◆ WORK ORDER ◆
Set down every entry again, exactly as it appears.

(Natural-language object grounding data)
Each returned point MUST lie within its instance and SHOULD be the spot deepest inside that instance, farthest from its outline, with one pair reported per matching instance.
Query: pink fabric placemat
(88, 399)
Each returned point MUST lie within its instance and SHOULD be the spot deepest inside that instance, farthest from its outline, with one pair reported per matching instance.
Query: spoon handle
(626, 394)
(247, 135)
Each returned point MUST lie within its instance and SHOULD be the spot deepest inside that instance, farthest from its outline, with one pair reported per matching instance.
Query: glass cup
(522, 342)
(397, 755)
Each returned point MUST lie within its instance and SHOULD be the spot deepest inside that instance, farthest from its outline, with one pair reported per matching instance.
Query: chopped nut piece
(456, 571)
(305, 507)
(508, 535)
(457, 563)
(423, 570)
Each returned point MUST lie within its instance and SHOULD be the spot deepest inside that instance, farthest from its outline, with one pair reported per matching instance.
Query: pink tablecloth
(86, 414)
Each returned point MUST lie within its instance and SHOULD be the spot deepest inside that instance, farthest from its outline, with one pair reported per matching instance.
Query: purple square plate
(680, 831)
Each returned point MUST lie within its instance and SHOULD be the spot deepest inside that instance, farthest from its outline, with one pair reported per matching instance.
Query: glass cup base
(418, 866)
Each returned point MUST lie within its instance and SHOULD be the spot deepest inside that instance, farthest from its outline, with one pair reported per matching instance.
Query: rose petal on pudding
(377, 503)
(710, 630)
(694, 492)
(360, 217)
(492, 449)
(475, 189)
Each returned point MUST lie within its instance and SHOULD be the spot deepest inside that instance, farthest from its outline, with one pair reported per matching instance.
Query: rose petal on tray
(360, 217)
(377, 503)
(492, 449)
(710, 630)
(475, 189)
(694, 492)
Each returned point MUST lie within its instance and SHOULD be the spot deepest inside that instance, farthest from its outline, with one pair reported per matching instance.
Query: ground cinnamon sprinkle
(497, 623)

◆ COMPLETED TASK ◆
Each returned point MUST lie within its instance and SHOULD be the spot deepest inside that instance, farthest from its outline, with one pair reported per matching instance.
Query: pink fabric placemat
(88, 399)
Each returned point MUST lie within its instance and SHOULD be the spot deepest inside that instance, farthest from its outline, with one pair reported per matching instance.
Query: spoon handle
(626, 394)
(247, 135)
Each returned point MUST lie within its instance and SHOULD be the spot deepest inside that instance, farthest from its outline, with one pair reported per matching instance.
Query: glass cup
(522, 342)
(397, 755)
Each returned point MUST lie within its instance and SHOULD be the spot deepest inside that instance, farthest from its outline, with one pair reported per matching instance.
Query: chopped nut piece
(456, 571)
(305, 507)
(508, 535)
(457, 563)
(423, 570)
Each returned point MUST lie within its instance and SHOULD be the spot deepest inside that instance, farthest from its outline, with one pair reported per matching instance.
Query: pink tablecloth
(86, 414)
Each returned point MUST lie within its instance and SHOULD be the spot deepest inside that instance, farthest from its outline, with one pair reported per matching instance.
Query: purple square plate
(680, 831)
Each returned point MUST lie within its instance and SHOULD be the spot deepest inside that instance, farthest from its outline, with one pair reported per matching instance.
Query: glass cup base
(418, 866)
Each returned point MUST lie within its instance and SHOULD be the spot deepest inside that instance, farthest from its outline, with one pair reported per matching instance.
Query: rose petal on pudding
(377, 503)
(710, 630)
(694, 492)
(360, 217)
(492, 449)
(475, 189)
Each returned point MUST lie within its instance and SHOULD be the spot deepest inside that instance, farthest from its outline, with one pair reported per matching instance.
Query: rose petal on tray
(360, 217)
(377, 503)
(492, 449)
(710, 630)
(475, 189)
(694, 492)
Each returned point MUST lie within its instance and SHOULD be the spot deepest inside that instance, farthest from its outline, with one pair reported per matching instance.
Query: ground cinnamon sprinkle
(497, 623)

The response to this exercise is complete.